## [Verilen görev 1]
Abdullah Papur'un hayatını anlatan metni hiçbir değişiklik yapmadan baştan sona yazın.

## [Okuma metni]
━━━━━━
Abdullah Papur

1945-1988

Küçük yaşlarda bağlama çalmayı öğrendi. Önce aşıklık geleneğinde usta malı türküler söyleyen Papur, sonraları kendi türkülerine ağırlık verdi. Türkiye'nin birçok yerini dolaştı. 1970'li yıllardan itibaren toplumsal konulara yönelen Papur bu dalda da birçok eser verdi. DOĞUMU : 1945 yılında Divriği' de doğmuştur. Sivas-kangal'a bağlı iğdeli köyünden yetişmiş olan ozanımız küçük yaşlarda bağlama çalmayı ögrendi. Önce aşıklık geleneğinde usta malı türküler söyleyen Papur, sonraları kendi türkülerine ağırlık verdi. Türkiye'nin birçok yerini dolaştı. 1970'li yıllardan itibaren toplumsal konulara yönelen Papur bu dalda da birçok eser verdi. Fevkalede harika uzunhavalarıyla, halk muziğindeki kâmilliği herkes tarafından kabul edilmiş, anadoluda en az bir Refik Başaran ya da Mahzuni Şerif kadar tanınan, mühim mahalli ozanlarımızdandır. 1989 yılında aramızdan ayrıldı.

Torunu Yağmur Papur'un anlatımıyla:

"sizlere onu anlatmak isterim...tanıyamadım efsaneyi...malesef dinleyerek öğrendiğim bir tanecik dedemi.

1988 yılında bir trafik kazasında kaybettik dedemi,basit bir kaza değildir her ne kadar öyle yansıtılsada.amerika sömürgesine karşı yaptığı bir türküden dolayı katledilen ozanlarımızdan sadece biri..
━━━━━━
## [Verilen görev 2]
Kayıtlarda "query" sözcüğünü içeren satırların hepsini seçip aynen aktarın.
━━━━━━
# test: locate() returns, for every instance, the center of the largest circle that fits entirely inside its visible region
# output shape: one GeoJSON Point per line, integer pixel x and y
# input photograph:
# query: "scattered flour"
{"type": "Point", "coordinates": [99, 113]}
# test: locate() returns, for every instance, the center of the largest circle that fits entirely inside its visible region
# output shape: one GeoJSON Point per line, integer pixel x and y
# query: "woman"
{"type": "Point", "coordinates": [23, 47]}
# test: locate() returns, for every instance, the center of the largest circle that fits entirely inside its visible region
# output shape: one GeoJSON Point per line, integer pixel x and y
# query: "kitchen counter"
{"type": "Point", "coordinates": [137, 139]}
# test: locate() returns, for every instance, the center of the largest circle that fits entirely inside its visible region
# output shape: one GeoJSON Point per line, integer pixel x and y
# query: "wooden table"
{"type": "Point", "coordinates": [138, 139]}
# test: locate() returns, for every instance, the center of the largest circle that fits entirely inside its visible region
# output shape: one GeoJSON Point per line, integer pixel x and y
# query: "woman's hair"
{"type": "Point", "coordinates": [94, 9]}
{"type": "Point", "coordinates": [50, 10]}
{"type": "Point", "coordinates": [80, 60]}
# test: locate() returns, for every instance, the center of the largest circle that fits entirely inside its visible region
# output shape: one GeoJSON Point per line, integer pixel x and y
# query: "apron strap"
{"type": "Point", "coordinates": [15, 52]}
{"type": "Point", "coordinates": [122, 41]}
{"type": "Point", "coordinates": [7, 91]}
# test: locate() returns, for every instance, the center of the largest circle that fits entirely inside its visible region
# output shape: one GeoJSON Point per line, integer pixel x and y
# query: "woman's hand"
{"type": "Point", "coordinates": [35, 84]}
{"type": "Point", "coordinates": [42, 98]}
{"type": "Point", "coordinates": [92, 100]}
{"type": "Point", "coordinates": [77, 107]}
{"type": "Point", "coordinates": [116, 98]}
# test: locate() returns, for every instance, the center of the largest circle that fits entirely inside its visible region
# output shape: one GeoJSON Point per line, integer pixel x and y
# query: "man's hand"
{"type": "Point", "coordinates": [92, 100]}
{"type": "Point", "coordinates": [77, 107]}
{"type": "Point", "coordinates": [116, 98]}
━━━━━━
## [Yazılı cevap 1]
Abdullah Papur

1945-1988

Küçük yaşlarda bağlama çalmayı öğrendi. Önce aşıklık geleneğinde usta malı türküler söyleyen Papur, sonraları kendi türkülerine ağırlık verdi. Türkiye'nin birçok yerini dolaştı. 1970'li yıllardan itibaren toplumsal konulara yönelen Papur bu dalda da birçok eser verdi. DOĞUMU : 1945 yılında Divriği' de doğmuştur. Sivas-kangal'a bağlı iğdeli köyünden yetişmiş olan ozanımız küçük yaşlarda bağlama çalmayı ögrendi. Önce aşıklık geleneğinde usta malı türküler söyleyen Papur, sonraları kendi türkülerine ağırlık verdi. Türkiye'nin birçok yerini dolaştı. 1970'li yıllardan itibaren toplumsal konulara yönelen Papur bu dalda da birçok eser verdi. Fevkalede harika uzunhavalarıyla, halk muziğindeki kâmilliği herkes tarafından kabul edilmiş, anadoluda en az bir Refik Başaran ya da Mahzuni Şerif kadar tanınan, mühim mahalli ozanlarımızdandır. 1989 yılında aramızdan ayrıldı.

Torunu Yağmur Papur'un anlatımıyla:

"sizlere onu anlatmak isterim...tanıyamadım efsaneyi...malesef dinleyerek öğrendiğim bir tanecik dedemi.

1988 yılında bir trafik kazasında kaybettik dedemi,basit bir kaza değildir her ne kadar öyle yansıtılsada.amerika sömürgesine karşı yaptığı bir türküden dolayı katledilen ozanlarımızdan sadece biri..

## [Yazılı cevap 2]
# query: "scattered flour"
# query: "woman"
# query: "kitchen counter"
# query: "wooden table"
# query: "woman's hair"
# query: "apron strap"
# query: "woman's hand"
# query: "man's hand"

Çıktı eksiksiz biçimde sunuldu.